** Opening TEXT UNDER STUDY block **

In all, around 246,000 entities were checked between participating countries at the end of last month, including 219,000 individuals and 14,800 vehicles.
Police in Western Balkan states arrested 58 people during the crackdown, while 127 people were perverted from passing through various border checkpoints.
“During the actions, a significant amount of information was exchanged thanks to the excellent cooperation between the participating countries, Frontex and Europol,” Europol said in a statement.
“Europol experts provided real-time information exchange and cross-match analysis of the data collected. Officers at different border crossing points in the Western Balkans were facilitated on the spot by Frontex.”
The crackdown was part of the Joint Action Days in the Western Balkans programme, planned under the EMPACT framework for firearms.

** Closing TEXT UNDER STUDY block **
** Opening DATA PROVIDED block **

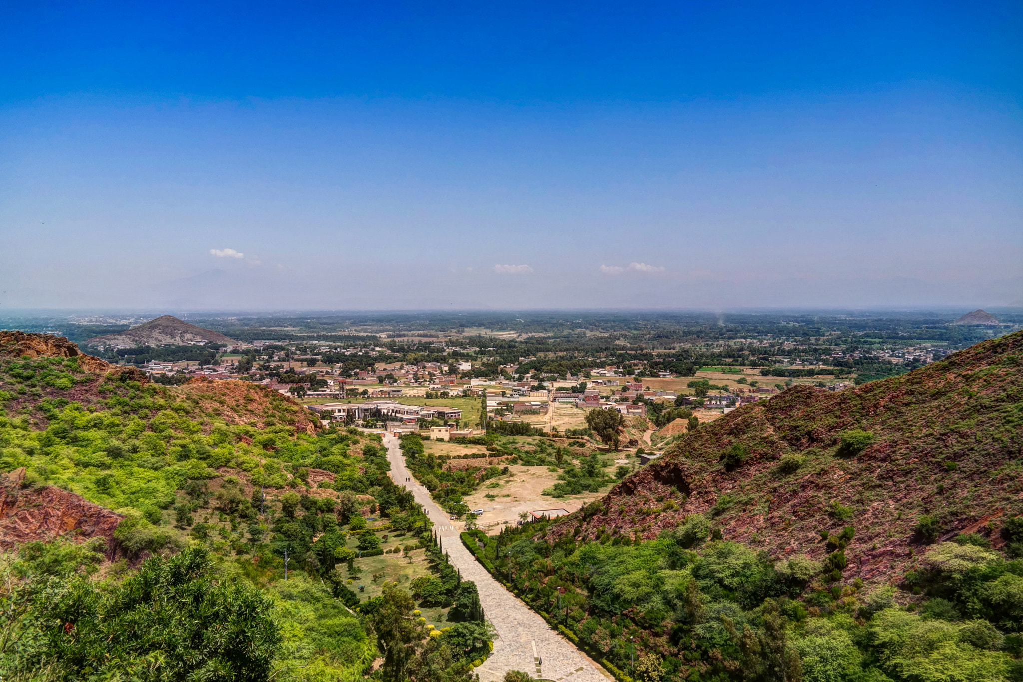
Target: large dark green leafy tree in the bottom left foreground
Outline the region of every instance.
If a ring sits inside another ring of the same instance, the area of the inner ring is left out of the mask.
[[[147,559],[102,590],[83,577],[50,582],[34,600],[38,660],[25,660],[26,672],[45,662],[55,678],[128,679],[159,665],[152,677],[173,682],[268,680],[281,642],[272,602],[244,583],[218,585],[212,572],[196,547]]]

** Closing DATA PROVIDED block **

**EXERCISES TO COMPLETE**
[a] From the passage on the Western Balkans border crackdown, retype everything from "In all, around" down to "framework for firearms.".
[b] According to the passage on the Western Balkans border crackdown, how many vehicles were checked?

**RESPONSES BY TASK**
[a]
In all, around 246,000 entities were checked between participating countries at the end of last month, including 219,000 individuals and 14,800 vehicles.
Police in Western Balkan states arrested 58 people during the crackdown, while 127 people were perverted from passing through various border checkpoints.
“During the actions, a significant amount of information was exchanged thanks to the excellent cooperation between the participating countries, Frontex and Europol,” Europol said in a statement.
“Europol experts provided real-time information exchange and cross-match analysis of the data collected. Officers at different border crossing points in the Western Balkans were facilitated on the spot by Frontex.”
The crackdown was part of the Joint Action Days in the Western Balkans programme, planned under the EMPACT framework for firearms.

[b] 14,800 vehicles.